Text passage

=-=-=-=-=

Input and output are the next broad category.
The PDP-11 was famous for having no dedicated I.O instructions, but instead, only using memory-mapped I.O.
All external devices just appear as if they were part of memory.
The CP-1600 follows that pattern to a T, but that's honestly a small point, and not a hugely
specific one either.
Many other machines had started moving towards memory-mapped I.O. at this point.
The CP-1600 also has complex instructions.
Let's take its add as an example.
You can work up an instruction that takes a value from an address in memory as specified by the value
of R5, adds that value to R0, and then increments the value of R5.
That is multiple steps all expressed by one instruction, which is a pretty clear complex
instruction.
That lines up nicely with the PDP 11, you know, the classic complex instruction set computer.
But again, things diverge pretty heavily.
Let's consider those instructions again.
specifically let's think about one move i've kind of been using that as a quick yardstick for the pdp11
well the cp sixteen hundred doesn't have move at least not really it has two equivalents
move in and move out mv i and mvo those are used to move a value from memory into a register
or a value from a register out to memory.
Put another way, it's load and store.
That kind of makes this look like a load store architecture computer,
something that the 11 is not.
We can also look at something more basic,
like how the 1600 breaks up data.
For this to make sense, I need to explain another peculiarity of the PDP 11.
That machine uses a 16-bit word.
That's why it's called a 16-bit machine, after all.
Each memory location in each register stores 16 bits of data.
However, you can break that word down into two 8-bit bytes.
That was handy for dealing with string data.
On the PDP-11, that's done using specific instructions.
There are sets for dealing with upper and lower bits of a word.
The CP-16-100 is also a 16-bit processor,
but it can't break down words.
Each location in memory and each register is a solid 16-bit chunk,
and you just have to live with it.
Again, there's the outside veneer of similarity,
but the details and flexibility are lacking.
So, is the CP-16-100 actually based off the PDP-11?
That's like, what, the $1 question, right?
If you do any searching around, you'll find a single stack exchange thread about just this question.
This thread gets referenced and linked everywhere I see discussion of the CP-1600.
Now, to be fair, this isn't too many places, but the discussions are out there.
This thread has a huge post that comes to the conclusion that, no, the CP-1600 is not based off the PDP-11.
Now, I like a good nerd fight, but I usually don't get this nitpicky over, you know, a single post on a stack exchange thread.
It's just that there's such a small amount of information out there on the chip, and this is so heavily referenced, that I kind of have to address it.
Now, I'm going to say that I'm not very convinced by this reputation.
The main point of the argument is that the CP-1600 is actually based off the data general NOVA,
a machine developed by a group of deck employees who left after the end of the PDPX project.
You remember, we talked about that in episode one of the trilogy.
Now, herein lies my issue with this argument.
First of all, you can't find anything else online that connects the CP-1600 and the Nova.
If you go searching, you literally just are directed to this post.
But we can set that aside for now.

=-=-=-=-=

Dataset entries

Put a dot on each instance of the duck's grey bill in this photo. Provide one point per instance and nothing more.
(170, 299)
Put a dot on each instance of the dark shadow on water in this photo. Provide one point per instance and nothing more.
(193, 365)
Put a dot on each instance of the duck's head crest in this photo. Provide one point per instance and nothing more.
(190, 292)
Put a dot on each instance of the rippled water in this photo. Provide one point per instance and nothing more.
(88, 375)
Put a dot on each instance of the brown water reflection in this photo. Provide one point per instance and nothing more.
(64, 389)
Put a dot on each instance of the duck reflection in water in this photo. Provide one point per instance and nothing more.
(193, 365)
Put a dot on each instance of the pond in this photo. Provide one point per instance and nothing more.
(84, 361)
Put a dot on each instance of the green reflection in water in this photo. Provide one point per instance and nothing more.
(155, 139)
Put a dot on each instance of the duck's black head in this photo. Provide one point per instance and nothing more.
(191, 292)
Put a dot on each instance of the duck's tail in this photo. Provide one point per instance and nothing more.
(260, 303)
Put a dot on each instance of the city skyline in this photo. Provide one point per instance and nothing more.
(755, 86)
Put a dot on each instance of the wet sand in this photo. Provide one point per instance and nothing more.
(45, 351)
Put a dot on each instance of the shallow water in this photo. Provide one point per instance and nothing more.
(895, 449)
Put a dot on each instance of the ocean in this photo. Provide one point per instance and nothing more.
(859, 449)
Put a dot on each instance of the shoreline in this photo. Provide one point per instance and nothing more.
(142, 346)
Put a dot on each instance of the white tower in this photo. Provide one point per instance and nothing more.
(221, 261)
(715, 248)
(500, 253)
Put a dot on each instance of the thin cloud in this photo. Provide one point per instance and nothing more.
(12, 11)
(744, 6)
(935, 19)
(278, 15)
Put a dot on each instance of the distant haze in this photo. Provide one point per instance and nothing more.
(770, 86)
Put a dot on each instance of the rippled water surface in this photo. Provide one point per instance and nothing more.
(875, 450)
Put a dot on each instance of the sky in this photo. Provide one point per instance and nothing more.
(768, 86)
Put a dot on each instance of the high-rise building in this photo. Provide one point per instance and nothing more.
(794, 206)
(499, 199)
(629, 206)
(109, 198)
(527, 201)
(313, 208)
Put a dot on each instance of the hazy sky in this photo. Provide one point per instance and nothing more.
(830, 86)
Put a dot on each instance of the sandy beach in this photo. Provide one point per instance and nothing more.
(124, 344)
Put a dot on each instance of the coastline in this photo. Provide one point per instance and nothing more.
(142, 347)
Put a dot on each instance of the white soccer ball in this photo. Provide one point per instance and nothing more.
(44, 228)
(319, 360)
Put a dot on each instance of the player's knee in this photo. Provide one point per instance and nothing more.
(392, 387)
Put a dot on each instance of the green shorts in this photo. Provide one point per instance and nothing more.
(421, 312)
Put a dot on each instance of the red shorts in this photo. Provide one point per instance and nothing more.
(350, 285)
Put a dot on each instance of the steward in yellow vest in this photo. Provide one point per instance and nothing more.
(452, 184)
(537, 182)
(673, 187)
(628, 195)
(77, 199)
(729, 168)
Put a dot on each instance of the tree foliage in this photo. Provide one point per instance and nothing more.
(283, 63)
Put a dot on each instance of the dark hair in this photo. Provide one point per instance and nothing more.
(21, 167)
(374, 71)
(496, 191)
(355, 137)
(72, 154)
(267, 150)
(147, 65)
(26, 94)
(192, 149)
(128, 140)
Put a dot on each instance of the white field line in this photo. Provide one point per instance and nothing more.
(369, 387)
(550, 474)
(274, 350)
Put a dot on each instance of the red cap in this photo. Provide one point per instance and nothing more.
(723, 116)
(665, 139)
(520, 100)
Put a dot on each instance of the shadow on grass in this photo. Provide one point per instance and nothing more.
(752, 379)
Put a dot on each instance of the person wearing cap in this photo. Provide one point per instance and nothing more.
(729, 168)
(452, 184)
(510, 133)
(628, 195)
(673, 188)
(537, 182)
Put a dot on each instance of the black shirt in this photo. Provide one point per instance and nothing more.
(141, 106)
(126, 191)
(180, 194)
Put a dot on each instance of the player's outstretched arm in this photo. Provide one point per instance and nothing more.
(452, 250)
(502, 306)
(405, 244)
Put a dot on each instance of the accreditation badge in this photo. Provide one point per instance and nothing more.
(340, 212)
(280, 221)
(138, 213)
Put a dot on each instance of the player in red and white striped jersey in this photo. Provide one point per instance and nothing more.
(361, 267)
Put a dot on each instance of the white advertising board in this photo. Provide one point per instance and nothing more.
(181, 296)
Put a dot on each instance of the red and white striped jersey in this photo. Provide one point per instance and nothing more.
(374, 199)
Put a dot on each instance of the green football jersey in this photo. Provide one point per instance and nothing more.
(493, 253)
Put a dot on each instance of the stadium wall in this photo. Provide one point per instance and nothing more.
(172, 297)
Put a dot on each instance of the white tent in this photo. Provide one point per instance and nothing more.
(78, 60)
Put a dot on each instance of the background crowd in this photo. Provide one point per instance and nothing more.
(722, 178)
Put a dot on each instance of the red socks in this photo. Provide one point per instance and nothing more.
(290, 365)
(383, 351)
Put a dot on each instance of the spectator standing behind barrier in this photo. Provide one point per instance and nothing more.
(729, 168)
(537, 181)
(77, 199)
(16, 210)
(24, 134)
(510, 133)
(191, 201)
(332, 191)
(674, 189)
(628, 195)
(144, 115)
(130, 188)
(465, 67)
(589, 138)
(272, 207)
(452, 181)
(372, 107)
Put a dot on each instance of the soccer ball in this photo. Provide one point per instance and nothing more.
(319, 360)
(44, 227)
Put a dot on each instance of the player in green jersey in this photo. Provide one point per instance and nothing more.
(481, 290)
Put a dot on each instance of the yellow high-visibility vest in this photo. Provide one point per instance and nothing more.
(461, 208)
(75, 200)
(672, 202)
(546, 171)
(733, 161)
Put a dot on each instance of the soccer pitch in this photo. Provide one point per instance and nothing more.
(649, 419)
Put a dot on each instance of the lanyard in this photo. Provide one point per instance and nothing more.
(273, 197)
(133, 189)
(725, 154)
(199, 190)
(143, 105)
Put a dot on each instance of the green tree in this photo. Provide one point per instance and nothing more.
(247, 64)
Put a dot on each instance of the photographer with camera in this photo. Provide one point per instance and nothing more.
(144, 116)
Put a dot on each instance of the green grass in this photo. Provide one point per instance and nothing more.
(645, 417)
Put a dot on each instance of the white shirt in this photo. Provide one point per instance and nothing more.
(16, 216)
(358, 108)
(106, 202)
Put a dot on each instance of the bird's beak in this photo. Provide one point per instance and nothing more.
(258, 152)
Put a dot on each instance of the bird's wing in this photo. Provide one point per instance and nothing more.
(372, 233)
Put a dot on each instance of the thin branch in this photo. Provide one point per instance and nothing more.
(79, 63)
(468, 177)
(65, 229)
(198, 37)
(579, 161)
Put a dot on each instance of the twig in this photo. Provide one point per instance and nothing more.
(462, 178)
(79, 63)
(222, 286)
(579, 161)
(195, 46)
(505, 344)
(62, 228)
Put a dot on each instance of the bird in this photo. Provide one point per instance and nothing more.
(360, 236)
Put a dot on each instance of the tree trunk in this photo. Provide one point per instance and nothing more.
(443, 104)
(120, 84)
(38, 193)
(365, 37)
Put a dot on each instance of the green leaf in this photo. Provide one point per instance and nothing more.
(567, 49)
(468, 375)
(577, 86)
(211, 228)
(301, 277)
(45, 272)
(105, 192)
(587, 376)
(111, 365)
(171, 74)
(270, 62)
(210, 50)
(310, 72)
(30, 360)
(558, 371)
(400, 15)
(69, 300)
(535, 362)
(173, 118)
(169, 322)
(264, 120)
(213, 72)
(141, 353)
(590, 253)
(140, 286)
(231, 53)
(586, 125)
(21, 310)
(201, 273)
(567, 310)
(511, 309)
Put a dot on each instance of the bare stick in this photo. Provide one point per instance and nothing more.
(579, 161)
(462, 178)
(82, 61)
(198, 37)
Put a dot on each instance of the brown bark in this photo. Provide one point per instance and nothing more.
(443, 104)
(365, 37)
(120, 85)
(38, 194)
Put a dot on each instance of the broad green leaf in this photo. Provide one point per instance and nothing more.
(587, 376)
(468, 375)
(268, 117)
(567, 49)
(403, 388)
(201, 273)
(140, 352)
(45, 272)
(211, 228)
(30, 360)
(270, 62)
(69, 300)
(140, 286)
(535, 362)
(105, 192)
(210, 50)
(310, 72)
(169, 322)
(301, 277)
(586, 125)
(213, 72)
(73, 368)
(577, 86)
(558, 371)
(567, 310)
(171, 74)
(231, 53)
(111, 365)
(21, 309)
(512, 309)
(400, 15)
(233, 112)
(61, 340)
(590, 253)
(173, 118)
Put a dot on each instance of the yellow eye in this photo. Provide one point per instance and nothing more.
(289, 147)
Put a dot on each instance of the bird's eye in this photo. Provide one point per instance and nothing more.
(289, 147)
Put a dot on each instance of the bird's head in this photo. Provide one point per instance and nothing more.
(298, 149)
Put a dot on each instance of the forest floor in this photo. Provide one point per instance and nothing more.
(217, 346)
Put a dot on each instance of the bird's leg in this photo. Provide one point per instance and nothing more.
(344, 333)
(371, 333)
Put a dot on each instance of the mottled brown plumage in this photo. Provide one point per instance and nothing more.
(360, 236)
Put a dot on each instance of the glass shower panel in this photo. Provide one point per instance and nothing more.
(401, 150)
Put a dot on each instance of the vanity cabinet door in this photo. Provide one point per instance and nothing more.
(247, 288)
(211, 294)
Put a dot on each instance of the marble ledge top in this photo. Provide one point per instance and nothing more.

=-=-=-=-=

Requests
1 - According to the CP-1600 passage, which machine does the heavily referenced Stack Exchange post conclude the CP-1600 is actually based on?
2 - Copy the part of the CP-1600 passage between "That is multiple" and "load and store.", inclusive.

The responses
1 - The Data General Nova.

2 -
That is multiple steps all expressed by one instruction, which is a pretty clear complex
instruction.
That lines up nicely with the PDP 11, you know, the classic complex instruction set computer.
But again, things diverge pretty heavily.
Let's consider those instructions again.
specifically let's think about one move i've kind of been using that as a quick yardstick for the pdp11
well the cp sixteen hundred doesn't have move at least not really it has two equivalents
move in and move out mv i and mvo those are used to move a value from memory into a register
or a value from a register out to memory.
Put another way, it's load and store.